** BEGIN Page text **

See also matrix.general_linear_group

Main definitions #

linear_map.general_linear_group

@[reducible]

def linear_map.general_linear_group (R : Type u_1) (M : Type u_2) [semiring R] [add_comm_monoid M] [module R M] :

Type u_2

The group of invertible linear maps from M to itself

Equations

linear_map.general_linear_group R M = (M →ₗ[R] M)ˣ

@[protected, instance]

def linear_map.general_linear_group.has_coe_to_fun {R : Type u_1} {M : Type u_2} [semiring R] [add_comm_monoid M] [module R M] :

has_coe_to_fun (linear_map.general_linear_group R M) (λ (_x : linear_map.general_linear_group R M), M → M)

Equations

linear_map.general_linear_group.has_coe_to_fun = coe_fn_trans

def linear_map.general_linear_group.to_linear_equiv {R : Type u_1} {M : Type u_2} [semiring R] [add_comm_monoid M] [module R M] (f : linear_map.general_linear_group R M) :

An invertible linear map f determines an equivalence from M to itself.

** END Page text **

Copy the documentation on the general linear group of linear maps word for word, from start to finish.

** BEGIN Record excerpts **

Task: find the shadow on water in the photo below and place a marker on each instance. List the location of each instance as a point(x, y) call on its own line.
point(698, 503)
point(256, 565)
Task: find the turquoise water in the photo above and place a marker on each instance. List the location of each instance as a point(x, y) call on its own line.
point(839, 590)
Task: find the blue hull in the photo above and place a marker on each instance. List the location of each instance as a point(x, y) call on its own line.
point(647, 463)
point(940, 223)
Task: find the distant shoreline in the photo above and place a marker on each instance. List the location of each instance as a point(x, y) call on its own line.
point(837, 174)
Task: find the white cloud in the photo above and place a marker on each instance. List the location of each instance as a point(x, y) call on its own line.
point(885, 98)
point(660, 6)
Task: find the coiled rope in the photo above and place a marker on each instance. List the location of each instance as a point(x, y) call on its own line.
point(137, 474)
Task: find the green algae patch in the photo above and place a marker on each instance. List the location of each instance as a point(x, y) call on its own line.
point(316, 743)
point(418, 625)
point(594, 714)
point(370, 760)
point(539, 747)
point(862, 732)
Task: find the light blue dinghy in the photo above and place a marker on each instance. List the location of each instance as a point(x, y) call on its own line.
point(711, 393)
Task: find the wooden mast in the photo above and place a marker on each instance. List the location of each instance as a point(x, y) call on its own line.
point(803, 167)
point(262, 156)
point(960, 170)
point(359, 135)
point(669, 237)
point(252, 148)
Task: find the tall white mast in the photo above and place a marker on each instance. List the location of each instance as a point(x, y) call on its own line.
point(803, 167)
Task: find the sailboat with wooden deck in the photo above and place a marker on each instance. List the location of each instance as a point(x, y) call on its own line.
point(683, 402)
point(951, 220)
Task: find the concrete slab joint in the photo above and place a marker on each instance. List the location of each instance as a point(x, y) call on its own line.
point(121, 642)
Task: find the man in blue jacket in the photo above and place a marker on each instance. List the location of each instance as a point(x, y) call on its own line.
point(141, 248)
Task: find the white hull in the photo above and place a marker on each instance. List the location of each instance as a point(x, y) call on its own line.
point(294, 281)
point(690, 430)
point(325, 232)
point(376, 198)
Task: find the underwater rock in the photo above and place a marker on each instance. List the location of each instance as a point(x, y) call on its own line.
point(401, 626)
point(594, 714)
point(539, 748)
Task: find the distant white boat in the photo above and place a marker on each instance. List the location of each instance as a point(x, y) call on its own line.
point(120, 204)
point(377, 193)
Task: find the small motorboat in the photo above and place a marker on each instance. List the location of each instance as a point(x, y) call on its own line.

** END Record excerpts **

_Result_
See also matrix.general_linear_group

Main definitions #

linear_map.general_linear_group

@[reducible]

def linear_map.general_linear_group (R : Type u_1) (M : Type u_2) [semiring R] [add_comm_monoid M] [module R M] :

Type u_2

The group of invertible linear maps from M to itself

Equations

linear_map.general_linear_group R M = (M →ₗ[R] M)ˣ

@[protected, instance]

def linear_map.general_linear_group.has_coe_to_fun {R : Type u_1} {M : Type u_2} [semiring R] [add_comm_monoid M] [module R M] :

has_coe_to_fun (linear_map.general_linear_group R M) (λ (_x : linear_map.general_linear_group R M), M → M)

Equations

linear_map.general_linear_group.has_coe_to_fun = coe_fn_trans

def linear_map.general_linear_group.to_linear_equiv {R : Type u_1} {M : Type u_2} [semiring R] [add_comm_monoid M] [module R M] (f : linear_map.general_linear_group R M) :

An invertible linear map f determines an equivalence from M to itself.